• [What is required] Copy the passage from the financial statement notes between "A reclassification within" and "the 2014 presentation.", inclusive.

• [Selected excerpt]
>>>>
A reclassification within investing activities in the Consolidated Statement of Cash Flows between Property, plant and equipment additions, net of equity AFUDC* and Contributions and advances for construction costs of $30.5 million and $32.4 million for the years ended December 31, 2013 and 2012, respectively, has been made to correct the 2013 and 2012 presentations to conform to the 2014 presentation.
Principles of Consolidation
The consolidated financial statements include our accounts and the accounts of the subsidiaries we control. Companies in which we and our subsidiaries own 20 percent to 50 percent of the voting common stock or otherwise exercise significant influence over operating and financial policies of the company are accounted for under the equity method. The equity method investments as of December 31, 2014 and December 31, 2013 consist of Cardinal Pipeline Company, LLC (Cardinal) with ownership interest of approximately 45 percent and Pine Needle LNG Company, LLC (Pine Needle) with ownership interest of 35 percent. We received distributions associated with our equity method investments totaling $9.1 million, $11.5 million, and $14.3 million in 2014, 2013 and 2012, respectively. Included in the distributions are $2.3 million, $1.4 million and $11.3 million return of capital in 2014, 2013 and 2012, respectively. We made capital contributions to Cardinal related to Cardinal’s expansion project totaling $5.8 million in 2012.
<<<<
• [Extracted material]
>>>>
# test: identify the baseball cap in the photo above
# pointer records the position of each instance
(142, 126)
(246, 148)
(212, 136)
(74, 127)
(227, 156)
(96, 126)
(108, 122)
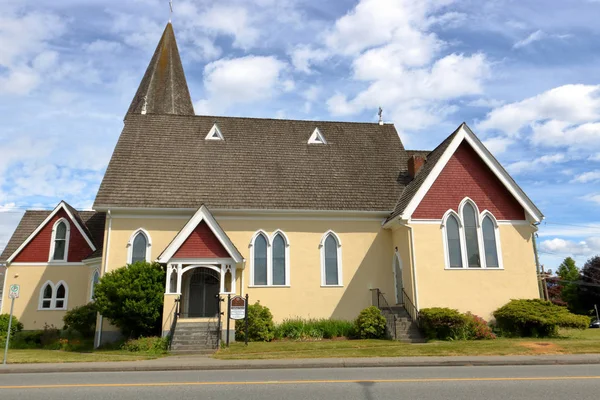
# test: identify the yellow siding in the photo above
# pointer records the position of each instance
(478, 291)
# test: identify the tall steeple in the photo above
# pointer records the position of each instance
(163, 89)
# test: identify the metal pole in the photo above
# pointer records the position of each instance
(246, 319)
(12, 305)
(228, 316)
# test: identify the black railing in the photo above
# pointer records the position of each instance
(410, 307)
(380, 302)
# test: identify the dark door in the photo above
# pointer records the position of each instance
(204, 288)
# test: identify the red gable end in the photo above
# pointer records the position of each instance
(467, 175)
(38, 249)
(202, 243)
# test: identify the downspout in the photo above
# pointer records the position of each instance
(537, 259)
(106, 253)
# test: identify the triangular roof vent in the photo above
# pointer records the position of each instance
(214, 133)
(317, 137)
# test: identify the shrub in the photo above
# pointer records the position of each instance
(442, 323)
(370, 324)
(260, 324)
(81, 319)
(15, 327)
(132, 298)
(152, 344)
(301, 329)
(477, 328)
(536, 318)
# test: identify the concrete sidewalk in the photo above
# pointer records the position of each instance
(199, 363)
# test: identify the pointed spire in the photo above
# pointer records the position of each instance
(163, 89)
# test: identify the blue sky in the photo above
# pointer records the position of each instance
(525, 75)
<<<<
• [Exercise answer]
A reclassification within investing activities in the Consolidated Statement of Cash Flows between Property, plant and equipment additions, net of equity AFUDC* and Contributions and advances for construction costs of $30.5 million and $32.4 million for the years ended December 31, 2013 and 2012, respectively, has been made to correct the 2013 and 2012 presentations to conform to the 2014 presentation.